SET EXERCISE: Recast the records below as a numbered list, covering only the lines from the one with "Reviewer note: see that each instance of the dark" through the end of the records, both ends included, and leave out any blank lines.
┌──
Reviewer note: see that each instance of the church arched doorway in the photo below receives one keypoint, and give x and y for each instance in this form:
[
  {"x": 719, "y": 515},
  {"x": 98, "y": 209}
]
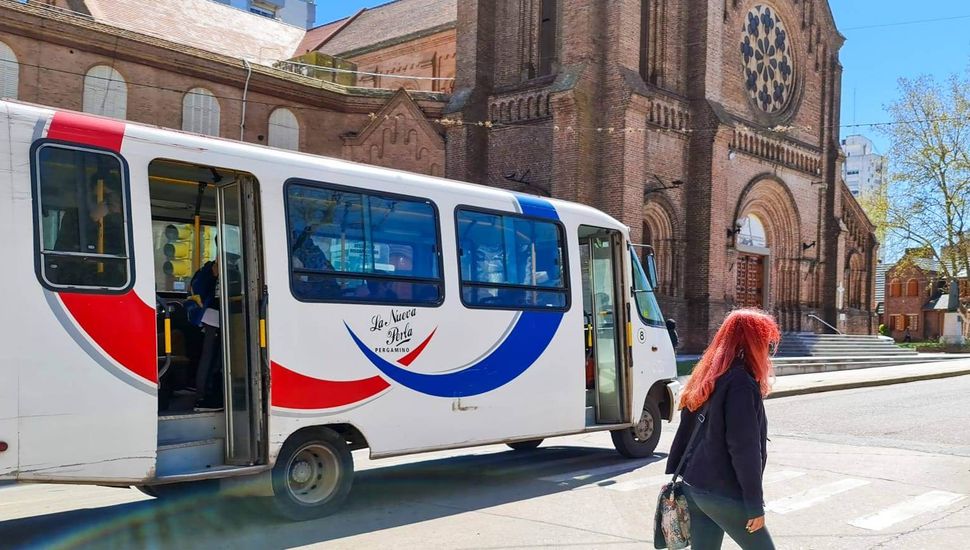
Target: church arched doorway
[{"x": 753, "y": 252}]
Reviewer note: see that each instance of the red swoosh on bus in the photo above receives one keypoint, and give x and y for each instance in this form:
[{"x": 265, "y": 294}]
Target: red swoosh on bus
[
  {"x": 292, "y": 390},
  {"x": 122, "y": 325}
]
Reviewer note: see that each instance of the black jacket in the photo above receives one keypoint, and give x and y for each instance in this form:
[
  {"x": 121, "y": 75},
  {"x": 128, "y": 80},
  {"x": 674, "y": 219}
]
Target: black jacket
[{"x": 730, "y": 451}]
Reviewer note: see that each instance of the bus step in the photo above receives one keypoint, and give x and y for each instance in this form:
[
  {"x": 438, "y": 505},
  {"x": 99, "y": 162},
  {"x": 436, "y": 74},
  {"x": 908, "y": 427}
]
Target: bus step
[
  {"x": 181, "y": 428},
  {"x": 190, "y": 457}
]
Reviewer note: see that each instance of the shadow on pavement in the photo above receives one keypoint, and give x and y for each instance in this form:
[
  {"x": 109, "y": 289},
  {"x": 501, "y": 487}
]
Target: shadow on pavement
[{"x": 381, "y": 498}]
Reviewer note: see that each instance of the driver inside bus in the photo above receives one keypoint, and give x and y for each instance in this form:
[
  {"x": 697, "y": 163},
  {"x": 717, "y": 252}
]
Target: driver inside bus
[{"x": 308, "y": 256}]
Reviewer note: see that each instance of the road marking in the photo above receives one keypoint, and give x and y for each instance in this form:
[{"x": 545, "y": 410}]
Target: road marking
[
  {"x": 656, "y": 482},
  {"x": 927, "y": 502},
  {"x": 582, "y": 475},
  {"x": 653, "y": 482},
  {"x": 779, "y": 476},
  {"x": 813, "y": 496}
]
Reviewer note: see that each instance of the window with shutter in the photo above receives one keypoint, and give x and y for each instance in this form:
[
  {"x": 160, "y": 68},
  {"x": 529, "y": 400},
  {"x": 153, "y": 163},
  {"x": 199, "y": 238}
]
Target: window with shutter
[
  {"x": 912, "y": 287},
  {"x": 895, "y": 288},
  {"x": 9, "y": 72},
  {"x": 284, "y": 130},
  {"x": 105, "y": 92},
  {"x": 913, "y": 322},
  {"x": 200, "y": 112}
]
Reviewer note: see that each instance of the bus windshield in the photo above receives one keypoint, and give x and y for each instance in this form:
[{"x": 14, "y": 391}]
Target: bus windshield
[{"x": 646, "y": 298}]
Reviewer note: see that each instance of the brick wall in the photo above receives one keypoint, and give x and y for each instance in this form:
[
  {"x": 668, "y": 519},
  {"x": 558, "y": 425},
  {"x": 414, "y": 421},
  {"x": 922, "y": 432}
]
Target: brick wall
[{"x": 694, "y": 122}]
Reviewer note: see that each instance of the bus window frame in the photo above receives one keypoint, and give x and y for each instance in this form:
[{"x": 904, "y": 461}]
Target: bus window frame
[
  {"x": 566, "y": 289},
  {"x": 439, "y": 252},
  {"x": 36, "y": 204}
]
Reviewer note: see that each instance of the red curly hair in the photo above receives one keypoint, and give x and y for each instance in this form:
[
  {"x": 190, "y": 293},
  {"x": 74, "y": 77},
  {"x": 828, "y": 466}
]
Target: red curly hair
[{"x": 745, "y": 331}]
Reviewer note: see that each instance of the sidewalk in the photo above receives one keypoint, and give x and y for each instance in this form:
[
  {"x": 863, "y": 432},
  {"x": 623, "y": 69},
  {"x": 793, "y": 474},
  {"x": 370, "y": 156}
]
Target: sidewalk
[{"x": 800, "y": 384}]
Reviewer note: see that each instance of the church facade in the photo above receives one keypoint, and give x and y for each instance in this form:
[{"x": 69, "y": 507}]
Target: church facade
[{"x": 709, "y": 127}]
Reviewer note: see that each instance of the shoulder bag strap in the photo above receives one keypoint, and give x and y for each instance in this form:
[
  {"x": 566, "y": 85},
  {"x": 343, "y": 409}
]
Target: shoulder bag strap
[{"x": 701, "y": 417}]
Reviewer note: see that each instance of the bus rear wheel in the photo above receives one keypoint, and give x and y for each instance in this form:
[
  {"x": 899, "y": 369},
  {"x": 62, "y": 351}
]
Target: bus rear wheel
[
  {"x": 312, "y": 475},
  {"x": 525, "y": 445},
  {"x": 641, "y": 440}
]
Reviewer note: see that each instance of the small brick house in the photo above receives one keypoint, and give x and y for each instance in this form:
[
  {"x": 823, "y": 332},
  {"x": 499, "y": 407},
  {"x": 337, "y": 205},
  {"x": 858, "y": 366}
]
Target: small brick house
[{"x": 917, "y": 296}]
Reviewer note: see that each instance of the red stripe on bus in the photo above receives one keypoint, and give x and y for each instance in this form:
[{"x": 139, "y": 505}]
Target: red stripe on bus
[
  {"x": 409, "y": 358},
  {"x": 87, "y": 130},
  {"x": 292, "y": 390},
  {"x": 122, "y": 325}
]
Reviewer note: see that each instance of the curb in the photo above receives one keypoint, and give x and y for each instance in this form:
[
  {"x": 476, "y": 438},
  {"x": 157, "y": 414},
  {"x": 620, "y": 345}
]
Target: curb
[{"x": 867, "y": 383}]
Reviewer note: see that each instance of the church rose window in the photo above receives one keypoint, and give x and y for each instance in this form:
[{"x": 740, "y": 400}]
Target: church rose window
[{"x": 766, "y": 54}]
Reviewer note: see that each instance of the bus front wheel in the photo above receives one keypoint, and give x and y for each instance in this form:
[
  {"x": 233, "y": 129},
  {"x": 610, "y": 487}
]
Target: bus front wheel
[
  {"x": 640, "y": 440},
  {"x": 312, "y": 475}
]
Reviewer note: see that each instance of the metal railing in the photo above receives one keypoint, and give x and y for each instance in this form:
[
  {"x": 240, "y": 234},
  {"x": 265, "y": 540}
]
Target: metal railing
[{"x": 819, "y": 319}]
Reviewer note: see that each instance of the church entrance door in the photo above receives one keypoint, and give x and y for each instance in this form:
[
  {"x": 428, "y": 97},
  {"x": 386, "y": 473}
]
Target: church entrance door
[{"x": 749, "y": 291}]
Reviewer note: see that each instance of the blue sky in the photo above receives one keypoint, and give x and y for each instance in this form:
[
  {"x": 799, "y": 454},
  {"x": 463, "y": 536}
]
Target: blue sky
[{"x": 885, "y": 40}]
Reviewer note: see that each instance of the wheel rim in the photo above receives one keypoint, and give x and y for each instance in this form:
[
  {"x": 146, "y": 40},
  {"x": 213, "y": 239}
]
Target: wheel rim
[
  {"x": 643, "y": 431},
  {"x": 312, "y": 474}
]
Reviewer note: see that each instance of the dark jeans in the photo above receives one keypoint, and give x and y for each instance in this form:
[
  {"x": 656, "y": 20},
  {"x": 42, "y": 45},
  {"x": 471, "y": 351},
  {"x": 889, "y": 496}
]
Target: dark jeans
└──
SOLUTION TO THIS EXERCISE:
1. Reviewer note: see that each instance of the dark jeans in the photo above receives one keypoint, and give x and y for each instance in this form:
2. [
3.   {"x": 656, "y": 20},
4.   {"x": 42, "y": 45},
5.   {"x": 471, "y": 351},
6.   {"x": 889, "y": 496}
7. ]
8. Target: dark jeans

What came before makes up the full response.